### WHAT YOU WILL DO
Pick out every line below that contains the word "Where" and copy each one.

### MATERIAL
•••
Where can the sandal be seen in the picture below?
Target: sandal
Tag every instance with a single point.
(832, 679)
•••
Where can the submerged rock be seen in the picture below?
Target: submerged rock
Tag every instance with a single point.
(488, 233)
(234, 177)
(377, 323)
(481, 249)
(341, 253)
•••
### SOLUTION TO THIS PROBLEM
Where can the sandal be seen in the picture below?
Where can the submerged rock be seen in the picture below?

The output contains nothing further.